### TASK REQUIREMENTS:
a: In the post about noise sources, list each figure given in the body of the message, along with what it describes.
b: Answer these questions from the post about noise sources, one line each:
(i) What does the poster call the real feature of analog?
(ii) What can often be set in software random functions to fix the sequence that follows?
(iii) What setting is given as a case where noise triggers things for hours?
c: From the post about noise sources, reproduce word for word the stretch from "The shift register noise" through "applications.".
— start EXTRACTED TEXT —
[sdiy] Advices for ringmod and noise source

Czech Martin Martin.Czech at Micronas.com
Wed Jun 23 11:43:29 CEST 2004


> Pro analog:
> o It's analog.


The real feature is: it's unpredictable. 
The shift register noise generator is 100% determined.
If you start it, it will always do the same thing.
Applies also to most random functions in software.
Often you can set a "seed", this will perfectly determine
the following sequence. Of course, you can try to insert
analog noise into the shift register, to give more randomness.

A 32bit shift register clocked with 1MHz will take about 1 hour
to repeat.

The analog noise is not predictable in terms of most musical
applications. 

This can be important if you use the noise to trigger things
for hours, like in an installation that is continuously running.

It has also some philosophical background: trying to indroduce
randomness by using a finite state machine that is perfectly
cyclical is strange.
— end EXTRACTED TEXT —
— start RECORD LIST —
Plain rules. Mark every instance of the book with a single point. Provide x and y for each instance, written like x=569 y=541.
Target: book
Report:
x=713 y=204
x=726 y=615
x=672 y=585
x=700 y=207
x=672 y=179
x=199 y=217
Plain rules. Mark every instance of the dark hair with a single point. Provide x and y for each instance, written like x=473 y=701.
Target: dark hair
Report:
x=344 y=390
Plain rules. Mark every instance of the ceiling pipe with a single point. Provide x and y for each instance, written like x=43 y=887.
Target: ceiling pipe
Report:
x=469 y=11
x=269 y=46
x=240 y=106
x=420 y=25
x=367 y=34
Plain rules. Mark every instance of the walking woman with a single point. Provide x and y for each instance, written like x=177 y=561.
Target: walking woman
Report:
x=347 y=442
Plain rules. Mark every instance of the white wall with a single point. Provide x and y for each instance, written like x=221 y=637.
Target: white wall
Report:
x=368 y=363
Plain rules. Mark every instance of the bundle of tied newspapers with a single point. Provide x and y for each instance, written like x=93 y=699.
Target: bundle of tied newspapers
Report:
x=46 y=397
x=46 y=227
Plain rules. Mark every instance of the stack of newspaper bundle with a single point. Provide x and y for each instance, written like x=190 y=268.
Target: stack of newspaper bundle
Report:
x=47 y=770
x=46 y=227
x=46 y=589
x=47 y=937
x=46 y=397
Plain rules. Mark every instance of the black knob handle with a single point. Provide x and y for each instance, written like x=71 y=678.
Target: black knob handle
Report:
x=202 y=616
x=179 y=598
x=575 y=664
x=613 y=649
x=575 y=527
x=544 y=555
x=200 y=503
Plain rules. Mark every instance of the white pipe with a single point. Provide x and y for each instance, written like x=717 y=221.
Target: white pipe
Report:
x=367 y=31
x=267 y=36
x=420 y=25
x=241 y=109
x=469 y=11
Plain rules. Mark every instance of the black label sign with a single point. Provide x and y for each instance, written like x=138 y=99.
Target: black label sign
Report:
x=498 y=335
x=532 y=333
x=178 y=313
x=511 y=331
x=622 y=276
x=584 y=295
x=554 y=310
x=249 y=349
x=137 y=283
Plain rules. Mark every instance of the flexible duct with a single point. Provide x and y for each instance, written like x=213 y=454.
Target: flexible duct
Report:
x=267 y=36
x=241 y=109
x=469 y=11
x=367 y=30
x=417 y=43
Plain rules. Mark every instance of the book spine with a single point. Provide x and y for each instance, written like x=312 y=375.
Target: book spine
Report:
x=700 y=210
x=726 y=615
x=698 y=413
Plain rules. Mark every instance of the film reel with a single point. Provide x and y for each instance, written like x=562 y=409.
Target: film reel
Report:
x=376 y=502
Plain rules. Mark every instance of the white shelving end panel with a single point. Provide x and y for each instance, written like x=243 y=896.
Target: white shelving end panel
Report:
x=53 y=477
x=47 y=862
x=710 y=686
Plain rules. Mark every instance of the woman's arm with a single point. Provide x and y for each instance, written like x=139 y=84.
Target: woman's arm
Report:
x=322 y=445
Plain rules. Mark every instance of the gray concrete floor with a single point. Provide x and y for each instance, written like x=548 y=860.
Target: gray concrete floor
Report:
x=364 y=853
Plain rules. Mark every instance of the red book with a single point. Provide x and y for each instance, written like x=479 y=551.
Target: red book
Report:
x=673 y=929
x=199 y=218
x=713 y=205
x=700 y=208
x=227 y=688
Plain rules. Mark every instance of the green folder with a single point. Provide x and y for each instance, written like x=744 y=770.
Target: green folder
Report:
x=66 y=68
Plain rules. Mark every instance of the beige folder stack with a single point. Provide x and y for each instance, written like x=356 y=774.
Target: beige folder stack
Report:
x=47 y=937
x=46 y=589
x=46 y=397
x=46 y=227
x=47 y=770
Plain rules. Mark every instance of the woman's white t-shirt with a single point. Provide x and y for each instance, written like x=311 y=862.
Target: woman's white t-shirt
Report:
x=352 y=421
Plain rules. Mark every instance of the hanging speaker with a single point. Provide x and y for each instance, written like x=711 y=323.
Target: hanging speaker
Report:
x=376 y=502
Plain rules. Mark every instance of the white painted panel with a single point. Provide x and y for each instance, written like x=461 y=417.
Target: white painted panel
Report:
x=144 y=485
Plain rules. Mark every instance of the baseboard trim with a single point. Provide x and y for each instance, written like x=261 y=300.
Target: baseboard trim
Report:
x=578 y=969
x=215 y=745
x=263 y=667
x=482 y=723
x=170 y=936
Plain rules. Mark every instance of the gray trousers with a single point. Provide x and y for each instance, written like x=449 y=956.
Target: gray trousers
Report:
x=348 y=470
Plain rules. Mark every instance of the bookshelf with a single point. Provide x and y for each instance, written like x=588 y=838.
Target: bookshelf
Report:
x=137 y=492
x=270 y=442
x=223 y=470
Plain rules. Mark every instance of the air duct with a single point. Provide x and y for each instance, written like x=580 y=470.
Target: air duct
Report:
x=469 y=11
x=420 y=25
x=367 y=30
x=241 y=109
— end RECORD LIST —
### ANSWER SET:
a:
- 100%: how fully determined the shift register noise generator is
- 32bit: the size of the shift register in the example
- 1MHz: the clock rate of that shift register
- about 1 hour: how long it takes to repeat

b:
(i) It's unpredictable.
(ii) A "seed".
(iii) An installation that is continuously running.

c:
The shift register noise generator is 100% determined.
If you start it, it will always do the same thing.
Applies also to most random functions in software.
Often you can set a "seed", this will perfectly determine
the following sequence. Of course, you can try to insert
analog noise into the shift register, to give more randomness.

A 32bit shift register clocked with 1MHz will take about 1 hour
to repeat.

The analog noise is not predictable in terms of most musical
applications.